Uno sguardo nello schema di ShowPlanXML: come individuare i table scans con XPath

Recentemente un cliente mi ha posto questa domanda: “come posso identificare le query ad-hoc che effettuano table scan?”

La risposta e’ semplice e consiste nel guardare il piano di esecuzione. Per esempio questa query:

 SELECT * FROM charge;
GO

Effettuata su una tabella heap senza indici risulta in un table scan, come si puo’ vedere dal piano di esecuzione:

 

Ma se volessimo farlo programmaticamente? Se analizziamo lo schema del piano d’esecuzione (pubblicato all’indirizzo http://schemas.microsoft.com/sqlserver/2004/07/showplan/) vediamo che lo schema e’ semplice:

Dove StmtBlockType e’ un complexType cosi’ definito:

 <xsd:complexType name="StmtBlockType">
     <xsd:annotation>
       <xsd:documentation>The statement block that contains many statements</xsd:documentation>
     </xsd:annotation>
     <xsd:sequence>
       <xsd:choice minOccurs="0" maxOccurs="unbounded">
         <xsd:element name="StmtSimple" type="shp:StmtSimpleType" />
         <xsd:element name="StmtCond" type="shp:StmtCondType" />
         <xsd:element name="StmtCursor" type="shp:StmtCursorType" />
         <xsd:element name="StmtReceive" type="shp:StmtReceiveType" />
         <xsd:element name="StmtUseDb" type="shp:StmtUseDbType" />
       </xsd:choice>
     </xsd:sequence>
   </xsd:complexType>
 

Per la nostra indagine ci interessano gli StmpSimpleType. Al suo interno poniamo l’attenzione su QueryPlanType: 

 <xsd:complexType name="StmtSimpleType">
    <xsd:annotation>
      <xsd:documentation>The simple statement that may or may not contain query plan, UDF plan or Stored Procedure plan </xsd:documentation>
    </xsd:annotation>
    <xsd:complexContent>
      <xsd:extension base="shp:BaseStmtInfoType">
        <xsd:sequence>
          <xsd:element name="QueryPlan" type="shp:QueryPlanType" minOccurs="0" maxOccurs="1" />
          <xsd:element name="UDF" type="shp:FunctionType" minOccurs="0" maxOccurs="unbounded" />
          <xsd:element name="StoredProc" type="shp:FunctionType" minOccurs="0" maxOccurs="1" />
        </xsd:sequence>
      </xsd:extension>
    </xsd:complexContent>
  </xsd:complexType>

Notiamo che, come atteso, possiamo avere un solo QueryPlan per StmtSimple (opzionale).

 <xsd:complexType name="QueryPlanType">
    <xsd:annotation>
      <xsd:documentation>
          New Runtime information:
            DegreeOfParallelism
         MemoryGrant (in kilobytes)

> _Compito assegnato 1_
Elenca i nomi di tutti gli elementi che il complexType StmtBlockType dichiara dentro xsd:choice nell'estratto sullo schema ShowPlanXML riportato sopra.

> _Righe da elaborare_

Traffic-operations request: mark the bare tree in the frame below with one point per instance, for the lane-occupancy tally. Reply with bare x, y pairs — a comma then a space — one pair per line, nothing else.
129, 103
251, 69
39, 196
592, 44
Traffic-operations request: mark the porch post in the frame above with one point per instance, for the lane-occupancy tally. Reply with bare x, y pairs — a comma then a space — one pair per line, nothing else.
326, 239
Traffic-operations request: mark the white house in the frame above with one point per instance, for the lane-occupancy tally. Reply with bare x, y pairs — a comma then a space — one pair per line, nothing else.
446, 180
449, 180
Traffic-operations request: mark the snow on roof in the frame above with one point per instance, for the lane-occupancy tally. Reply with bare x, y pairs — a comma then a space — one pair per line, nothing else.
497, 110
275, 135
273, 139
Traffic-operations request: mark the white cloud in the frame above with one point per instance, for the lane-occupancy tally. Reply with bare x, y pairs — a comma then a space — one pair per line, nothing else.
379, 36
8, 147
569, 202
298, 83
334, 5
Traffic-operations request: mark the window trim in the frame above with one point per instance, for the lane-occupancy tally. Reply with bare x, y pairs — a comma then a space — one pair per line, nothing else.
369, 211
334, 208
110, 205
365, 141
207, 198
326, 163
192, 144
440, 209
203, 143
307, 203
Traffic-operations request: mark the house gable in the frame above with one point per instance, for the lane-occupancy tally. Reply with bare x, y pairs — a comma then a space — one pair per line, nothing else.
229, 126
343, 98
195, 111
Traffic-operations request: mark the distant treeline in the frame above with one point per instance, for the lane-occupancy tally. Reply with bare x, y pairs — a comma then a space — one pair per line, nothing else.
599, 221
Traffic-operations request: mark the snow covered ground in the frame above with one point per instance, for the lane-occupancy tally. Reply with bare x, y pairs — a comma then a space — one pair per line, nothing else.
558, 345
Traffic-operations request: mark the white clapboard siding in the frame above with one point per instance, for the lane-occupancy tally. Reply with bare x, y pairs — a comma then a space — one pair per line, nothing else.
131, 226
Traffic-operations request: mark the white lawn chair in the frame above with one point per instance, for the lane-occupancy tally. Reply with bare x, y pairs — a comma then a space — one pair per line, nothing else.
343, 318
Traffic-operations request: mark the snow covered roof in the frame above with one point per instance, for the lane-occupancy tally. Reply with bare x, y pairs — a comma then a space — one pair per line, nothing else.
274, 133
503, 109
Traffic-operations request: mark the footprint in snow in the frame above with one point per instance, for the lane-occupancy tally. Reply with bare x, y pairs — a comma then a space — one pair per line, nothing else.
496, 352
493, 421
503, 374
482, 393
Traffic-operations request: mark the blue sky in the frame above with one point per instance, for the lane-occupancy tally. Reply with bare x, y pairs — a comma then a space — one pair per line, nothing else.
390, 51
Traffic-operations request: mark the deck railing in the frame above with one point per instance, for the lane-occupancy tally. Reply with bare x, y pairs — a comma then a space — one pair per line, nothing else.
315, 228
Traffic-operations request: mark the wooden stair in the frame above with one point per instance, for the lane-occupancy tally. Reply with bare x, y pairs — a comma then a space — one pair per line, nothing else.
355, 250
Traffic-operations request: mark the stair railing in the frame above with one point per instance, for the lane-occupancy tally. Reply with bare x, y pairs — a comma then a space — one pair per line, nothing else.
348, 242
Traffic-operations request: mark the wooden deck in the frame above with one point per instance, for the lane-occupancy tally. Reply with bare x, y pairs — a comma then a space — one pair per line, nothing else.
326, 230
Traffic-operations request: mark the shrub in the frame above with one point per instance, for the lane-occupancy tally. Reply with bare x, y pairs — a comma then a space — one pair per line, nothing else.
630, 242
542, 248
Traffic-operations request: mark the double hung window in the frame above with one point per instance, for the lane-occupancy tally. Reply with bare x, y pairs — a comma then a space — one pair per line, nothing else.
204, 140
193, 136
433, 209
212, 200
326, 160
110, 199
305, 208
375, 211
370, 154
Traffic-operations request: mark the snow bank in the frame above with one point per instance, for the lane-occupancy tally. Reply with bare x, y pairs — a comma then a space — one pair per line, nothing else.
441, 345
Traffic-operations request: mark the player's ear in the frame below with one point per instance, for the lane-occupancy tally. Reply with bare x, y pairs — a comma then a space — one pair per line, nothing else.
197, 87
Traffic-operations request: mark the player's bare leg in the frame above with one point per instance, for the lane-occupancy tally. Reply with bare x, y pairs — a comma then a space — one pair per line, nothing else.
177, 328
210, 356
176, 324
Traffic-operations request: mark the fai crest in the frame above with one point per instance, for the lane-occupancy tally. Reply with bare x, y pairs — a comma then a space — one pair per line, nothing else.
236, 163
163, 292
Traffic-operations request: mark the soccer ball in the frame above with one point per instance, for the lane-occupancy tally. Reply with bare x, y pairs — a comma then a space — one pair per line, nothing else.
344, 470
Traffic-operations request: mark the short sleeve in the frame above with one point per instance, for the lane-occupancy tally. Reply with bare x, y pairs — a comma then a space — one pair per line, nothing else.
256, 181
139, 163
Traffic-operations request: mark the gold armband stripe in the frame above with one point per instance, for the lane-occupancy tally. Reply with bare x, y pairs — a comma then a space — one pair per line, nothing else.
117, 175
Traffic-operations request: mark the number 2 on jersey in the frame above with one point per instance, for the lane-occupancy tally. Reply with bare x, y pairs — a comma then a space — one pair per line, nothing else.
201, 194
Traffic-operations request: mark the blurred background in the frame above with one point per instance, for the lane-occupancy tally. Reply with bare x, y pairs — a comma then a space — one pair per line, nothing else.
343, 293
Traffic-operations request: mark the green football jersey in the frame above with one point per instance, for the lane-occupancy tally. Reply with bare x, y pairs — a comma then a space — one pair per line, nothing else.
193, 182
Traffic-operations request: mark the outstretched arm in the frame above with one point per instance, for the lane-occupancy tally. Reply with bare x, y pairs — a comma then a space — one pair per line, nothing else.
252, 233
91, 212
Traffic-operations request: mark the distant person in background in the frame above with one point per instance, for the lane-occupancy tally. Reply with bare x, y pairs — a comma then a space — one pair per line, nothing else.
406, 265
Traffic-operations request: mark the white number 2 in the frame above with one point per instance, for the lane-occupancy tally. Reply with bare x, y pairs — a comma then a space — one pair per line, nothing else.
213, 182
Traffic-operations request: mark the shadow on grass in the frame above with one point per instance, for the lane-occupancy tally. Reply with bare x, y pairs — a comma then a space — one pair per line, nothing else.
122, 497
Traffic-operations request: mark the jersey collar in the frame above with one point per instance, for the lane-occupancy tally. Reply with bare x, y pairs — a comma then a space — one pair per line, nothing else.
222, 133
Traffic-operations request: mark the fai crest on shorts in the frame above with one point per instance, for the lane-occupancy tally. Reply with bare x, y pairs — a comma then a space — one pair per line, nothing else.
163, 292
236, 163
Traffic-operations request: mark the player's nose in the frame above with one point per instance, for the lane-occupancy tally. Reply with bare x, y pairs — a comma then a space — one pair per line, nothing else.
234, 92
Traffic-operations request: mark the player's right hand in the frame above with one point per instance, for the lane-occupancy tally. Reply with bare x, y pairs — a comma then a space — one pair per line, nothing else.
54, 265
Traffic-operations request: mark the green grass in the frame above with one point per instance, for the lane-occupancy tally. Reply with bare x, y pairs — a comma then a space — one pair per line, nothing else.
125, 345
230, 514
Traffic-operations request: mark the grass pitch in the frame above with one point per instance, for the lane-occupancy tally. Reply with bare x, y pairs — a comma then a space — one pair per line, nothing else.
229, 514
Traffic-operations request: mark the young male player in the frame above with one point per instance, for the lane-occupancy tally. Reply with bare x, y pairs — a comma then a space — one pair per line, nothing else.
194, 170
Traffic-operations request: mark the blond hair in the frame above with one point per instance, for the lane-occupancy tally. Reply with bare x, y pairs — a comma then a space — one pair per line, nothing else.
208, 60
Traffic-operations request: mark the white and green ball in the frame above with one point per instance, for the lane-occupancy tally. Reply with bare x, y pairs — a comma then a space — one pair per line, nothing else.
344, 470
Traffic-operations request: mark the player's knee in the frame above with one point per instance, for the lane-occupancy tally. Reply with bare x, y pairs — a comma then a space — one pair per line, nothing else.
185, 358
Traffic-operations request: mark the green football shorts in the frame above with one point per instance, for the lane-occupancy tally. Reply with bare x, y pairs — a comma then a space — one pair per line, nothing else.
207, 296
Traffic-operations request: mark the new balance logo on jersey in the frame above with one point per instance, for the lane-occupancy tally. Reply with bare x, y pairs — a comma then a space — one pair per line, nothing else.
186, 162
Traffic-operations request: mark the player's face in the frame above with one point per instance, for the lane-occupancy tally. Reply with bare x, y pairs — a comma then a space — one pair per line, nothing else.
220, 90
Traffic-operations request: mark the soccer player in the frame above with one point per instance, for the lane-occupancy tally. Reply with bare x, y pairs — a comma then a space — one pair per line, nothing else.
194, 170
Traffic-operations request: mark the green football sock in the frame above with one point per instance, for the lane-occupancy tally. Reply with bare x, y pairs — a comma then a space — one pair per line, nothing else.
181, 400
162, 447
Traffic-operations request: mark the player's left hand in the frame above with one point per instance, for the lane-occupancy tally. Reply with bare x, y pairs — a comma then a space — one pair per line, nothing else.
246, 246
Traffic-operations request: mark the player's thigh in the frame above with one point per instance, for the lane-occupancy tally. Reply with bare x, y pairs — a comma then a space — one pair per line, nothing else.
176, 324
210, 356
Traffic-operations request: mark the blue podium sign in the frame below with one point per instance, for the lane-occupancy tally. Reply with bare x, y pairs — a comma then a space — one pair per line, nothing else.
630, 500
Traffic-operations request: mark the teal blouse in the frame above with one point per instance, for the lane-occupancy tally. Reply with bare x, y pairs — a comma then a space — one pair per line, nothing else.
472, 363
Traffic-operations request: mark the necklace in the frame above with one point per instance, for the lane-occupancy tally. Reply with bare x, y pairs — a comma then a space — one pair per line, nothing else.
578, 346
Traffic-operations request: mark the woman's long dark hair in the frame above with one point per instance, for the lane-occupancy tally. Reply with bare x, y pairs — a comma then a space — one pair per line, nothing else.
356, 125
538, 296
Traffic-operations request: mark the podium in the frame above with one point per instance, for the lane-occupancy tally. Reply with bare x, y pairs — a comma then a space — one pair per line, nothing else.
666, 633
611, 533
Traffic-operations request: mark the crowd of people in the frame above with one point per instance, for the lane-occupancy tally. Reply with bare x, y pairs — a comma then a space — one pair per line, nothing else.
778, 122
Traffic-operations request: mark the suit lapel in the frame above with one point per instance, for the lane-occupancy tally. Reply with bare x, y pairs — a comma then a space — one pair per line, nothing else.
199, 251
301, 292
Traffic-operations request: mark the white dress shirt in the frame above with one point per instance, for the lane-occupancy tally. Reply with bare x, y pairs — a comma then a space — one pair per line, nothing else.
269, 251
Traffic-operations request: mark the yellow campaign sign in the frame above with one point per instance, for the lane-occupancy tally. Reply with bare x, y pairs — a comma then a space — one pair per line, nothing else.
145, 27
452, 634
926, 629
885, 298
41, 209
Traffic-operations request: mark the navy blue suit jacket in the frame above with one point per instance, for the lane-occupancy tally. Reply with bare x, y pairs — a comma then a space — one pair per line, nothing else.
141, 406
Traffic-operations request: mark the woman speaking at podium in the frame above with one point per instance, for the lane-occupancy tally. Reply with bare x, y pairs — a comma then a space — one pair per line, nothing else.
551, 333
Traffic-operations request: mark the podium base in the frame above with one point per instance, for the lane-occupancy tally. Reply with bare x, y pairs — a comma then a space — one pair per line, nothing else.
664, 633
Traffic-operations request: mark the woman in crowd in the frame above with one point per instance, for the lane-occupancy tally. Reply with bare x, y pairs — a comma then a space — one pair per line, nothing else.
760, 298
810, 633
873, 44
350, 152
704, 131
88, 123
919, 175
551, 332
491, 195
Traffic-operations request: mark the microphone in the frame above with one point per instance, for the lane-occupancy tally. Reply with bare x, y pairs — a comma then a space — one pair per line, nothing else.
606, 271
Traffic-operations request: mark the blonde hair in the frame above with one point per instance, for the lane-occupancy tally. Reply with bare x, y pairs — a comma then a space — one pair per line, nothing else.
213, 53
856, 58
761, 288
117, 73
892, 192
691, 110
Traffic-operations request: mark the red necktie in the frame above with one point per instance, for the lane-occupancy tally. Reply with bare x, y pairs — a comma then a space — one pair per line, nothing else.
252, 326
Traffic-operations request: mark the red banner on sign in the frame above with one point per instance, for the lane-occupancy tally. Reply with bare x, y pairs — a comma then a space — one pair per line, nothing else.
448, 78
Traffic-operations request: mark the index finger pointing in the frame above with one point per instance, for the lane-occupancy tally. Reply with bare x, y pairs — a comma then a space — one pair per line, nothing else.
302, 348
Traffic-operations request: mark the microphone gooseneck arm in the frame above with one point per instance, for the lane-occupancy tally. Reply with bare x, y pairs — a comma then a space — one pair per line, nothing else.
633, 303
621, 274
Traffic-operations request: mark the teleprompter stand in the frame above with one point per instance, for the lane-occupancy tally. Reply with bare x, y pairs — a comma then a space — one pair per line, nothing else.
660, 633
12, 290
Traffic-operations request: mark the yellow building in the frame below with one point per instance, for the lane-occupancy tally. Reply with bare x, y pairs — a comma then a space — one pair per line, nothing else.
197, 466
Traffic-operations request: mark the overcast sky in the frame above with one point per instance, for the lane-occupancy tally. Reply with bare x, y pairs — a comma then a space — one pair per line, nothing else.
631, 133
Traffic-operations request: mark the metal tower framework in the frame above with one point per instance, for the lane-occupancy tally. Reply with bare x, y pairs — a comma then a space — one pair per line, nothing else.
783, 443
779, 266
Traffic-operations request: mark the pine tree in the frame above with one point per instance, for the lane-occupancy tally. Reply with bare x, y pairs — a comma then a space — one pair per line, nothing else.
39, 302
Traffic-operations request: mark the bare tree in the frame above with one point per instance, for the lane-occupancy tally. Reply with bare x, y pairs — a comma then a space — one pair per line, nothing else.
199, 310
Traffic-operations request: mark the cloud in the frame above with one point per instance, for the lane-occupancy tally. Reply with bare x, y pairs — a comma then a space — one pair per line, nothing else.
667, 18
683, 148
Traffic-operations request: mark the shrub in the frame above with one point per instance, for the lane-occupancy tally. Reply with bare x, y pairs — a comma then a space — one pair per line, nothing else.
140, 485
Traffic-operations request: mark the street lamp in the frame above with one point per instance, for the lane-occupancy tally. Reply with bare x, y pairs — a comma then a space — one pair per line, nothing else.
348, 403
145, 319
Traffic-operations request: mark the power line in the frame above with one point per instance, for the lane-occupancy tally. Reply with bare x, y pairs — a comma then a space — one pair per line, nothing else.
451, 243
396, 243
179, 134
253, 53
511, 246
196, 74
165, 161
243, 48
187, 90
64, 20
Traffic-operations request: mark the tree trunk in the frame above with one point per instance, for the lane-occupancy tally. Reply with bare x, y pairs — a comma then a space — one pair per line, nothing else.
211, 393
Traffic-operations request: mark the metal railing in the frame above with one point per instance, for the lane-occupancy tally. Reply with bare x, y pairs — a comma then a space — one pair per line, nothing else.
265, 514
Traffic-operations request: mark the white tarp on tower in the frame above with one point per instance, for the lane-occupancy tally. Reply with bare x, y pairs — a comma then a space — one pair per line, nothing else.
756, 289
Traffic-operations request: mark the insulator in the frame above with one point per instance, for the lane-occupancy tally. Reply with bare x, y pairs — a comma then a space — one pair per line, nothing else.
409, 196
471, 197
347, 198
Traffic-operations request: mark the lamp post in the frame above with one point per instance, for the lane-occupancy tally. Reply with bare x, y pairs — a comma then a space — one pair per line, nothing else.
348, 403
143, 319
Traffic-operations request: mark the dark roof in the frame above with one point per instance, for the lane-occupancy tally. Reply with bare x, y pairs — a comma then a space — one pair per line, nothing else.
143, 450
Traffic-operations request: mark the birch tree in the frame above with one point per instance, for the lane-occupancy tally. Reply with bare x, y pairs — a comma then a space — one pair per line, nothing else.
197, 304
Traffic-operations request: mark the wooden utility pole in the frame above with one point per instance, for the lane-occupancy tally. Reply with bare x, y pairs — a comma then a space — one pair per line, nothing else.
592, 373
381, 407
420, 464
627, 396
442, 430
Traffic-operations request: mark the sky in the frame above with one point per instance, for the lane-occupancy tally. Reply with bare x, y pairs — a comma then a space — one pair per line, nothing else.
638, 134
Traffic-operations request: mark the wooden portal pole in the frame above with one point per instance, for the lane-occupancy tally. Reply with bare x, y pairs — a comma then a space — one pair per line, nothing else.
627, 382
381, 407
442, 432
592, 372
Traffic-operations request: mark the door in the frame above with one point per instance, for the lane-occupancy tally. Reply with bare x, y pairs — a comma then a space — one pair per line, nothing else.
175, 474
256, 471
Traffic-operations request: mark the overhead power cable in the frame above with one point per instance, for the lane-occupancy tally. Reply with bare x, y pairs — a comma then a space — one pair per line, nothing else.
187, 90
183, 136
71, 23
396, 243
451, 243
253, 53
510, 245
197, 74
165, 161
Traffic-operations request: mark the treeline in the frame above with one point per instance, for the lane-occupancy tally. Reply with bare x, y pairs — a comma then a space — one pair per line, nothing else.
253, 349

> _Compito assegnato 2_
Copia senza alcuna modifica il tratto delle righe da elaborare che va dalla riga contenente "Traffic-operations request: mark the treeline" fino all'ultima riga, entrambe comprese.

> _Risultato 1_
StmtSimple
StmtCond
StmtCursor
StmtReceive
StmtUseDb

> _Risultato 2_
Traffic-operations request: mark the treeline in the frame above with one point per instance, for the lane-occupancy tally. Reply with bare x, y pairs — a comma then a space — one pair per line, nothing else.
253, 349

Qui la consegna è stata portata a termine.